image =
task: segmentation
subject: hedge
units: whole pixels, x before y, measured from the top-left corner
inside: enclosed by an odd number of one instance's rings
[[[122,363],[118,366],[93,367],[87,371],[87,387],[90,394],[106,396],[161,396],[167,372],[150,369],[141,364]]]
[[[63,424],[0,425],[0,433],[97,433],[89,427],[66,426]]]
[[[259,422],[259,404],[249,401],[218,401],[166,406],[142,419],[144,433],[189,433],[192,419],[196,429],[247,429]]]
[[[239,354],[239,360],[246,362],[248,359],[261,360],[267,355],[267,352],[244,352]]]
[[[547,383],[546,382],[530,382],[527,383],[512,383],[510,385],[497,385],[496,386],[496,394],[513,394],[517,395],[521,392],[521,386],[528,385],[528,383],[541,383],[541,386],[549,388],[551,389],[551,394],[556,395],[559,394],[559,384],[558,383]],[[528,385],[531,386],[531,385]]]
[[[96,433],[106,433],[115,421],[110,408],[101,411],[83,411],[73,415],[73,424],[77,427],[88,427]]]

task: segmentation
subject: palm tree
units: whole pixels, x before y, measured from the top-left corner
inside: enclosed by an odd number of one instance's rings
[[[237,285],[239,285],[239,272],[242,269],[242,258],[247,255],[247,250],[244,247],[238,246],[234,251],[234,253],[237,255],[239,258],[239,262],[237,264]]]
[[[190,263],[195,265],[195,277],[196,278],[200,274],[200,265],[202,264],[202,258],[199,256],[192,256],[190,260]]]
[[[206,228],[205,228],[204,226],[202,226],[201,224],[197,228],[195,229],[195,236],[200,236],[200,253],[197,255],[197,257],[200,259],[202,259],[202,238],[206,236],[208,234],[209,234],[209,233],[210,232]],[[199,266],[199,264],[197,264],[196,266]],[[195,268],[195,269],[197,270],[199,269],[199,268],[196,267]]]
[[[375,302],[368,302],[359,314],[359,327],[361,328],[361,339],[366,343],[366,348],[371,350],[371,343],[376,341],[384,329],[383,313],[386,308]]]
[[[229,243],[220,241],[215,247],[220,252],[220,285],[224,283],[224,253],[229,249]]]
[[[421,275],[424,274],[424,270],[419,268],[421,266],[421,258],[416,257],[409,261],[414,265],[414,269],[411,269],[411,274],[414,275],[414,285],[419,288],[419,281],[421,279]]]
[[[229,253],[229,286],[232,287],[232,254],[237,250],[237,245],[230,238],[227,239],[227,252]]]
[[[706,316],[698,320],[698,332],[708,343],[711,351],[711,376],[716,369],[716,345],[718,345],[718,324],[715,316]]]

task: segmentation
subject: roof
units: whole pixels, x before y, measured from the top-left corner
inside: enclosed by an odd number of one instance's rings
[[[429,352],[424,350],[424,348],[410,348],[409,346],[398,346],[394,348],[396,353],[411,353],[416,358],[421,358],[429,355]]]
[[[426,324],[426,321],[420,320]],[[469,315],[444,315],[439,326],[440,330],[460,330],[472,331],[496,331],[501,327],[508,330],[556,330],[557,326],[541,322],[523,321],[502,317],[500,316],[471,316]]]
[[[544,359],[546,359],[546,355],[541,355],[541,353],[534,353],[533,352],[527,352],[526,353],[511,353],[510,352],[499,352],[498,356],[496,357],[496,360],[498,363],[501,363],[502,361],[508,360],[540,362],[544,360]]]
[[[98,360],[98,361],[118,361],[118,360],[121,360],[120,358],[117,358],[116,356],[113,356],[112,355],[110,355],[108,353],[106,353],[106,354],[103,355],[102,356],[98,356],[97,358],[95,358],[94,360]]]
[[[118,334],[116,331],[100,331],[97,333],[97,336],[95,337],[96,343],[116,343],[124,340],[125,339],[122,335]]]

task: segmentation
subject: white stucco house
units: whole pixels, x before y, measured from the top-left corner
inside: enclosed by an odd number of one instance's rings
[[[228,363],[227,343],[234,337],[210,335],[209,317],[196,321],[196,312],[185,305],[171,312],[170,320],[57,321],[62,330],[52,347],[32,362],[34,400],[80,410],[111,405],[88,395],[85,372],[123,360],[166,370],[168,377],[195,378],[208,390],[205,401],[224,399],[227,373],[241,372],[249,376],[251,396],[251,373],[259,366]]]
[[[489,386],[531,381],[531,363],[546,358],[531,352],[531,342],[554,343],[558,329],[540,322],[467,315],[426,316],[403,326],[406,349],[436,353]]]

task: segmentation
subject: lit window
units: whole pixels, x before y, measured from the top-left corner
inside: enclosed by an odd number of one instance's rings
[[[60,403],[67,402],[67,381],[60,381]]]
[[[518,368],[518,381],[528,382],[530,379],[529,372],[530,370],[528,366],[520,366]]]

**Goal**
Please write out the material again, starting at its first line and stopping after the line that contains "[[[63,424],[0,425],[0,433],[97,433],[89,427],[66,426]]]", requests included. Shift every coordinate in the answers by -68.

**Response to the task**
image =
task: segmentation
subject: hedge
units: whole pixels, x before y, measured from the top-left corner
inside: enclosed by an odd number of one instance's rings
[[[54,295],[50,298],[25,299],[19,303],[19,319],[22,326],[38,328],[93,328],[99,304],[82,301],[73,296]]]
[[[-5,356],[-68,357],[-68,365],[29,365],[21,359],[-2,358]]]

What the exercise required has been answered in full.